Exercise details:
Your reply should consist of the entries, copied exactly and stripped of images.

Start of Exercise materials

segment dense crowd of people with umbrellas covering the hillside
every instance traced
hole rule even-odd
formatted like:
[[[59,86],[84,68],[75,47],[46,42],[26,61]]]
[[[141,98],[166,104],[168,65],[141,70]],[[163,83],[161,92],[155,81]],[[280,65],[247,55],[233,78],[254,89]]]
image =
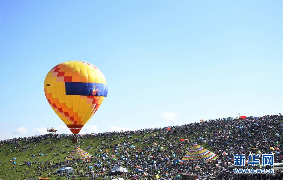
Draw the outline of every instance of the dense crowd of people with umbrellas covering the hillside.
[[[88,161],[65,162],[61,156],[57,159],[60,161],[54,164],[44,162],[38,166],[32,162],[30,166],[33,166],[36,171],[25,178],[37,177],[48,172],[58,176],[58,179],[61,176],[70,179],[82,177],[112,179],[113,176],[108,173],[109,170],[122,166],[127,168],[128,172],[114,175],[125,179],[149,179],[156,174],[161,179],[174,179],[181,172],[198,174],[199,179],[282,179],[282,170],[276,170],[274,174],[249,175],[237,175],[229,170],[229,167],[233,165],[234,154],[246,154],[247,159],[248,154],[273,153],[275,163],[283,162],[282,120],[281,114],[244,119],[223,118],[182,126],[79,135],[78,145],[93,155]],[[75,147],[70,142],[71,138],[72,135],[67,134],[49,134],[2,140],[1,150],[5,147],[8,152],[0,153],[4,156],[6,153],[8,155],[14,152],[23,154],[36,148],[36,146],[31,147],[31,143],[53,145],[53,141],[62,140],[64,141],[62,147],[53,145],[49,148],[56,156],[59,156],[69,153],[64,148]],[[187,140],[180,141],[180,139]],[[94,146],[95,141],[98,141],[96,146]],[[181,163],[180,160],[193,143],[204,146],[219,157],[209,162]],[[74,171],[63,174],[56,172],[62,166],[73,167]],[[89,168],[90,166],[92,168]],[[245,166],[247,167],[249,165]]]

End of Exercise materials

Output:
segment dense crowd of people with umbrellas covering the hillside
every instance traced
hole rule even-odd
formatted like:
[[[59,86],[84,68],[75,47],[46,42],[26,61]]]
[[[141,98],[166,104],[168,65],[141,70]],[[163,83],[161,92],[155,81]],[[280,65],[247,55],[233,78],[254,89]]]
image =
Draw the outline of every instance of the dense crowd of people with umbrellas covering the hillside.
[[[88,161],[65,162],[61,156],[57,159],[60,161],[54,164],[44,162],[38,166],[32,162],[30,166],[33,166],[36,171],[25,178],[37,177],[48,172],[58,176],[58,179],[61,176],[70,179],[82,177],[112,179],[113,176],[108,173],[109,170],[122,166],[127,168],[128,172],[114,175],[125,179],[149,179],[156,174],[161,179],[174,179],[181,172],[198,174],[199,179],[282,179],[282,170],[276,170],[274,174],[249,175],[237,175],[229,170],[229,167],[233,165],[234,154],[246,154],[247,159],[248,154],[273,153],[275,163],[283,162],[282,120],[281,114],[244,119],[223,118],[182,126],[79,135],[78,145],[93,155]],[[75,147],[70,142],[71,138],[72,135],[67,134],[49,134],[2,140],[1,150],[5,147],[8,152],[0,153],[4,156],[6,153],[8,155],[14,152],[23,154],[36,148],[36,146],[31,147],[31,143],[53,145],[53,141],[62,140],[64,141],[62,147],[53,145],[49,148],[56,156],[59,156],[69,153],[64,148]],[[187,140],[180,141],[180,139]],[[94,146],[95,141],[98,141],[96,146]],[[181,163],[180,160],[193,143],[204,146],[219,157],[209,162]],[[74,171],[63,174],[56,172],[62,166],[73,167]],[[89,168],[90,166],[92,168]],[[245,166],[247,167],[249,165]]]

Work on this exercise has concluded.